▸ AIM 1: Output the locate_point records word for word, all of them from start to finish, and leave the pictures out.
▸ AIM 2: Pick up the filter bag patent excerpt after its last sentence and continue it.

▸ DOCUMENT EXCERPT:

In practice such a filter bag is manufactured with the method according to this invention. Manufacture begins from a shaped tube, flattened continuously, form a web of head weldable filter paper, and characterized in that on this tube moving and being flattened continuously operations take place that feed equidistant fractions of infusion product dose, folding and longitudinal heat welding and transversal heat welding, at intervals, in order to enclose said fractions of dose with each transversal heat welding operation so that each of said transversal heat welding operations makes at the same time both the bottom and the seal for the pockets or lobes in succession; also the feeding of tags (labels) at intervals from the mean transversal line of the alternate transversal heat welds and longitudinally of a continuous thread in contact with the external surface of the shaped flattened tube and of a heat weldable piece of material through said alternate transversal heat welds partially against said tags (labels); also the heat welding of said heat weldable pieces so as to connect said thread to said tags (labels) and the thread to said tube through said alternate transversal heat welds; also the cutting of said tube so structured along the mean transversal line of said transversal alternate heat welds into sections comprising at least two successive pockets or lobes; also the folding of said sections with at least two pockets or lobes around the corresponding intermediate transversal heat weld so as to superimpose or set up back-to-back; said lobes and also the joining by heat welding the respective resulting transversal end edges side by side with the help of of the corresponding piece of heat weldable piece of material.

Further features and advantages of the filter bag and the method for its production according to the present invention will become more evident in the detailed description that follows of one of their preferred practical embodiments given purely by way of example and therefore not exhaustive, with reference to the appended drawings wherein:

BRIEF DESCRIPTION OF THE DRAWINGS

FIGS. 1, 1A, 1A and 1C show in succession the stages through which the filter bag according to the invention is obtained from a web of filter paper; FIG. 1 being a perspective view of the initial section of the web seen from above and FIGS. 1A, 1B and 1C being the intermediate and end sections, always in perspective, but from below;

FIG. 2 shows, perspectively and from below, an enlarged detail;

FIGS. 3 and 4 show perspectively the filter bag in its positions of use, one of which for the packaging in lots for sale;

FIG. 5 shows the same filter bag from the side in the said position of use and packaging in lots for sale; and

FIG. 6 shows a boxed pack of such filter bags ready for sale.

As said earlier, the filter bag for infusion products made of heat weldable filter paper according to the present invention, shown in its entirety (1) is composed of a tubular essentially flat structure with median longitudinal weld (2) on a surface, by way of multiple pockets or lobes, either in succession or in series (3) and (4)--in particular cf. FIGS. 3, 4 and 5--each of which can contain a corresponding fraction (5) and (6) of dose or unit quantity of infusion product, for example tea grindings.

Said container pockets (3) and (4) are defined by alternate transversal heat welds (7) and an intermediate one (8).

Substantially, along the transversal heat welds (7), as will be seen later, a heat weldable piece of material (9) is heat welded, known in the trade under the Registered Trade Mark "MYLAR", to the two ends of a thread (10), one of which also terminates in a non heat weldable paper tag (label) (11).

▸ RECORDS FOR THE EXERCISE:
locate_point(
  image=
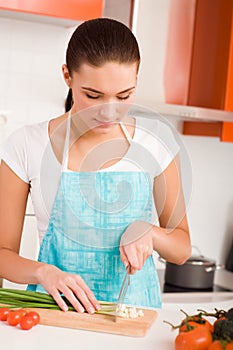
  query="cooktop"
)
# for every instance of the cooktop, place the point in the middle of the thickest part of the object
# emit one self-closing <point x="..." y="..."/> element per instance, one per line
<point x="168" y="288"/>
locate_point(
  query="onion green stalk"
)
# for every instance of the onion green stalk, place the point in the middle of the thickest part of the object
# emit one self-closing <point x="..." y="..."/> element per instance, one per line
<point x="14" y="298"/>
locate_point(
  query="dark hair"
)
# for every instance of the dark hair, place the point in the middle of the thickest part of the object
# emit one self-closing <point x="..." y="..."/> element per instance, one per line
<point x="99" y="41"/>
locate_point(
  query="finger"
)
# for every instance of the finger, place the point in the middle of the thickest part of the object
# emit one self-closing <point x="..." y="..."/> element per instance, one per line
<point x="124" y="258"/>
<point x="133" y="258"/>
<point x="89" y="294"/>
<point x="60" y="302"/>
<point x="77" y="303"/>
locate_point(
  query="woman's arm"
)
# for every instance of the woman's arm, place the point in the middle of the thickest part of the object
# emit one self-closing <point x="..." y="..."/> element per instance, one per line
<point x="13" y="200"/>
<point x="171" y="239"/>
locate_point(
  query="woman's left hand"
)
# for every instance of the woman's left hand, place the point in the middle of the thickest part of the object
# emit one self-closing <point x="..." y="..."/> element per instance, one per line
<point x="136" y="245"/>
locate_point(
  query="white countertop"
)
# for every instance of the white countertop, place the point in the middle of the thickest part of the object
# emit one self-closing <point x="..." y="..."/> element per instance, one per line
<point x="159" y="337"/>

▸ TASK RESPONSE 1:
locate_point(
  image=
  query="cooktop"
)
# for every instance of the cooktop, place the point in the middle of the thickest part of the object
# emit one self-closing <point x="..." y="..."/> element per instance, one per line
<point x="168" y="288"/>
locate_point(
  query="onion green stalk"
)
# for every instance of the onion green stalk, place the point in the middle of the thickest part of the object
# emit one self-closing <point x="..." y="..."/> element per instance, one per line
<point x="14" y="298"/>
locate_point(
  query="dark hair"
)
# for every instance of the dark hair, place the point in the middle of the thickest part of the object
# emit one self-closing <point x="..." y="..."/> element per instance, one per line
<point x="99" y="41"/>
locate_point(
  query="finger"
)
# for every instance of the finger, place the point in the middle of the thickest part of the object
# emit one self-closing <point x="..." y="..."/> element per instance, one per line
<point x="124" y="258"/>
<point x="133" y="258"/>
<point x="89" y="294"/>
<point x="60" y="302"/>
<point x="77" y="303"/>
locate_point(
  query="woman's arm"
)
# for every instance of the woman's arm, place the point in the middle of the thickest part of the object
# emit one self-closing <point x="..." y="..."/> element per instance, one per line
<point x="13" y="200"/>
<point x="171" y="239"/>
locate_point(
  query="woman's left hand"
)
# for every instance of the woman's left hand, place the point in the middle of the thickest part of the object
# emit one self-closing <point x="..." y="..."/> element per instance, one per line
<point x="136" y="245"/>
locate_point(
  query="white countertop"
)
# for every instance of the white countertop, place the point in the middle of the thickest part of the object
# emit one self-closing <point x="..." y="..."/> element per instance, one per line
<point x="159" y="337"/>

▸ TASK RESPONSE 2:
In practice, such a bag structure (1) can assume, as envisaged in effect by the invention, two positions of use: one in the flattened form (cf. FIGS. 3, 5 and 6) for packaging in lots in boxes (13) (FIG. 6) for sale, with said pockets or lobes (3) and (4) in succession flattened and superimposed or back-to-back by folding pocket (3) over pocket (4) along the intermediate weld (8); the other, in an opened out or distended position of the pockets or lobes, one after the other or in series; in the manner explained later (cf. FIG. 4).

In the position of use of bag (1) as per FIG. 3, thread (10) connecting tag (label) (11) to the bag in the manner seen later, is wound longitudinally externally to the bag itself and the manner of use will also be seen later.

Such a filter bag (1) is obtained in practice with the method described in the present invention starting from a tube (12a) with a continuously flattened shape from a web of heat weldable paper web (12) by carrying out in succession on this tube that is being flattened (12a) in continuous movement the feeding of equidistant fractions of infusion products (5) and (6) and folding and longitudinal heat welding operations (2) (Cf. FIG. 1).

With the advancing of the flattened tube (12a) continuously, it undergoes transverse heat welding operations (7), at intervals, with the transversal heat welds (8) having a lesser width, so as to enclose said fractions of dose on each of said transversal heat welds (7) and (8) so that each of them produces at the same time the bottom and the seal for the contiguously successive pockets or lobes (3) and (4). Always with the progressing of said tube (12a), thus heat welded to contiguous pockets or lobes (3) and (4) the following takes place in contact with tube (12a) and distant from the median transverse line (7a) of the alternate transverse heat welds (7): feeding of successive tags (labels) (11), laying continuously thread (10) in the median longitudinal position and then, partly above said tags (labels (11) a corresponding piece (9) of the above said heat weldable material known commercially under the Trade Mark "MYLAR", therefore heat welding in succession said pieces (9) so as to connect said thread (10) to said tags (labels) (11) and the thread itself (10) to tube (12a) through said transverse heat welds (7).

At this juncture tube (12a) so structured and transversely heat welded along the median transversal lines (7a) of transversal heat welds (7) is cut, dividing in two parts the respective pieces (9) and in sections said tube (12a) that include at least two successive pockets or lobes (3) and (4) and folding said sections with at least two pockets or lobes (3) and (4) with a prior inverted V fold along the relevant intermediate transversal heat weld (8) so as to superimpose or set up back to back said lobes (3) and (4) (cf. FIG. 1C).

Lastly, by heat welding the respective resulting transversal end edges, side by side, by means of the gluing material of the corresponding of heat weldable pieces of material (9) (cf. FIG. 3), said edges are joined.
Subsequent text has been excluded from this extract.